» Work required: Take the entries below and print all of them exactly, please.

» Provided data:

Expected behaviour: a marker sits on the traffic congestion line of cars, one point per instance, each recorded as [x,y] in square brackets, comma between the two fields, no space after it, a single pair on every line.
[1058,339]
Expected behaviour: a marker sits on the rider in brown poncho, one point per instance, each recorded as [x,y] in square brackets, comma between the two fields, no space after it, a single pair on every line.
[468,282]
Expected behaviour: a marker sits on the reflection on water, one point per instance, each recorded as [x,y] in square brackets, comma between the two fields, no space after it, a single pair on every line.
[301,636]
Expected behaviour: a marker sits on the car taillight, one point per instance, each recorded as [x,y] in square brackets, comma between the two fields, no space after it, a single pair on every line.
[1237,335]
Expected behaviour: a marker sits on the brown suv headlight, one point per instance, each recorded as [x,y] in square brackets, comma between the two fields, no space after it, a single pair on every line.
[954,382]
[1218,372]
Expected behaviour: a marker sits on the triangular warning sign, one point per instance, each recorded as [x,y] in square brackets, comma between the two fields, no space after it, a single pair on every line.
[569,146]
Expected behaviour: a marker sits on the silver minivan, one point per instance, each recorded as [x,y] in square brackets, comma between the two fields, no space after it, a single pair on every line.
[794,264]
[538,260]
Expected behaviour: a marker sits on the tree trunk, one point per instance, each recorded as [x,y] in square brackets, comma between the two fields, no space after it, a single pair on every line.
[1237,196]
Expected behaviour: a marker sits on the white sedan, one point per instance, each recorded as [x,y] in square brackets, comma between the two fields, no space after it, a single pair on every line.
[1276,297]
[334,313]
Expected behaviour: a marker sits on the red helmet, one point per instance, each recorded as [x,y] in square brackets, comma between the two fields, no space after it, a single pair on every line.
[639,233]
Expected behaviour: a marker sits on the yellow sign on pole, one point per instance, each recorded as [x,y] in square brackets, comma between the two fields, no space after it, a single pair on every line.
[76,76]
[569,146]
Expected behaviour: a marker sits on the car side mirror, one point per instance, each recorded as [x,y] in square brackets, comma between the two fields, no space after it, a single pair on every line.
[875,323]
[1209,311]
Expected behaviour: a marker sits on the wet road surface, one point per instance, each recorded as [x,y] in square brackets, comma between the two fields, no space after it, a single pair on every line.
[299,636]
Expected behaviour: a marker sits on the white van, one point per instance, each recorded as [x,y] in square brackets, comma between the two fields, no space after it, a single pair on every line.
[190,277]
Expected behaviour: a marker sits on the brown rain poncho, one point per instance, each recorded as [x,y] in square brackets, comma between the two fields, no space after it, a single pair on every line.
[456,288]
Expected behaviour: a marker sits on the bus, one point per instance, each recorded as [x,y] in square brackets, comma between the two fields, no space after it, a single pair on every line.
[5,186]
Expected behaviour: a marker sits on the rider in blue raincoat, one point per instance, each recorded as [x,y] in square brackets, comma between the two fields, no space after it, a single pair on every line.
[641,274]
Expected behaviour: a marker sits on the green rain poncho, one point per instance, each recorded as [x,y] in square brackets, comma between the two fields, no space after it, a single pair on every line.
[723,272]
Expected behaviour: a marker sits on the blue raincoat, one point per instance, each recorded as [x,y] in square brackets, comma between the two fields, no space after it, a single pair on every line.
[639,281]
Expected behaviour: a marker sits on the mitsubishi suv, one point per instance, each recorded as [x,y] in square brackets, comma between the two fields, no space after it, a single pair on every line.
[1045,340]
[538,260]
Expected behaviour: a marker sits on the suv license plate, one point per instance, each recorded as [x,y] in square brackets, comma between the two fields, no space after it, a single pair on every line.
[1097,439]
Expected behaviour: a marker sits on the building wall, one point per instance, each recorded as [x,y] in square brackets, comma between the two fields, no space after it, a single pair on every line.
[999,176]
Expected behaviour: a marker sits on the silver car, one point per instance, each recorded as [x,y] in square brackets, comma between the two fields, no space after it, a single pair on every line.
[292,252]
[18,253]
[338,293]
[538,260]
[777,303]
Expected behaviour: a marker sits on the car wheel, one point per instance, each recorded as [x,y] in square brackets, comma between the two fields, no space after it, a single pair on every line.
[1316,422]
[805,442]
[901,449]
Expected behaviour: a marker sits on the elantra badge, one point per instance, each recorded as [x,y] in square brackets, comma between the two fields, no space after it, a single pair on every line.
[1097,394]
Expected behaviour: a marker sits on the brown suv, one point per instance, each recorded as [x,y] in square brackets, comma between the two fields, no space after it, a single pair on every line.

» Answer for the task:
Expected behaviour: a marker sits on the traffic congestion line of cars, one point per instance, each recorded as [x,y] in square brackets, comma between the two fields, no space after it, a single pair on every line.
[1058,339]
Expected behaviour: a marker sits on the rider in brown poncho, one point per instance, each recorded as [x,y] in square brackets, comma between the two fields, no space after it, a single pair on every line.
[468,282]
Expected behaviour: a marker sits on the reflection on water, one point per instance, each recorded as [x,y] in square brackets, comma between the two fields, no space after it, a single pair on every line.
[301,636]
Expected behaviour: a marker sits on the car taillight, one point per instance, each recorded as [x,y] in square brackets, comma between the two fields, no space after it, a single pair on every line.
[1237,335]
Expected behaviour: a marker sits on the brown suv headlight, one point per instance, each recorded as [x,y] in square brackets, comma between the two fields, no space after it, a single pair on every line.
[954,382]
[1218,372]
Expected behaviour: a marker sits on the triangular warning sign, one point per instance, each recorded as [x,y] in square brackets, comma between the two fields, no space after it, a single pair on every line.
[569,146]
Expected behaviour: a marker sits on the silver minivan, one point per instance, each recorded as [x,y] in square brackets, comma between the two fields, no space after it, a single pair on every line.
[794,264]
[538,260]
Expected behaviour: a marker sits on the tree trunk, one point per instance, each recorded as [x,y] in square brackets, comma between the two fields, no space after it, a single pair on every line.
[1237,196]
Expected behaviour: a marker sits on the white sedan, one point per instance, each recorded as [x,y] in square brackets, comma between the two fields, no space after it, a single pair on every line.
[1276,297]
[334,313]
Expected behaviour: a marker sits on the red helmet, one point per instance, each recorded as [x,y] in square brackets, comma between the two fields, no space after it, a single pair on every line.
[639,233]
Expected behaviour: a marker sits on the yellow sign on pole, one point per instance, each recorded as [x,y] in square brackets, comma between the two fields, no space after it, a single pair on every line.
[76,76]
[569,146]
Expected behaviour: a marker sits on the car side mirror, one point per instance, each recorded as [x,y] in square brackets, comma between the two fields, no space after it, a single pair on every line.
[875,323]
[1209,311]
Expected behaviour: a marker sits on the wet road surface, one point per instance, each recorded as [x,y] in square brackets, comma between the two fields, no space after it, a single pair on every line.
[299,636]
Expected behaviour: a marker sits on the white van, one point per instance, each recorded as [x,y] in square brackets, comma between the two fields, no space after it, a single pair on every line.
[190,277]
Expected behaviour: a marker sits on the brown rain poncho, one point per instance, each recorded as [x,y] in square brackets, comma between the two fields, no space after it, a single pair on every line.
[456,288]
Expected behaviour: a marker sits on the bus, one point per instance, each recorded as [x,y] in square brackets, comma between the two fields, no space after it, a single pair on every line.
[5,186]
Expected behaviour: a marker sits on the rider in blue raincoat, one point per instance, each recorded as [x,y] in square brackets, comma between the two fields, no space after it, a single pair on every line.
[641,274]
Expected behaviour: a marker sits on the green rain poncho, one point per instance, each recorded as [x,y] in square brackets, comma between the two fields, no space after it, a single pair on every line.
[723,272]
Expected behaviour: a marker sits on the blue raincoat, one point per instance, each recorded as [x,y] in square brackets, comma between the two fields, no space after it, a single pair on every line.
[639,281]
Expected behaviour: a marker sits on the mitsubishi suv, one point per instance, each recorded as [x,y] in square brackets, comma between the two fields, no space after it, a single pair on every line.
[1045,340]
[538,260]
Expected behaviour: a marker sits on the suv license plate, one point per instance, each recorded as [x,y] in square brackets, comma between the two fields, no space after it, a single pair on every line.
[1097,439]
Expected behaviour: a marker sits on the building wall, one point per instance, each recorded as [x,y] in square brackets, comma between the two fields, no space after it, a single pair on every line.
[999,176]
Expected behaviour: a marker sits on the silver car, one point per instance, each recorded as [x,y] in square brackets, comma between the two fields, no space after it, a single pair on every line.
[292,252]
[18,253]
[338,293]
[538,260]
[777,303]
Expected behaviour: a marker sits on the car wheel, one point per instance, each recorded as [x,y] in square brackets, comma between the two fields, no space after it, a single pair on every line.
[1316,422]
[805,442]
[901,449]
Expected behaviour: a marker sits on the elantra badge, one point per instance, each recorded as [x,y] in square brackets, comma between the two fields, no space after it, a single pair on every line.
[1097,394]
Expected behaviour: a marker sits on the brown suv, one point per instance, each recorded as [x,y] in square brackets, comma between the two fields, no space after it, a single pair on every line.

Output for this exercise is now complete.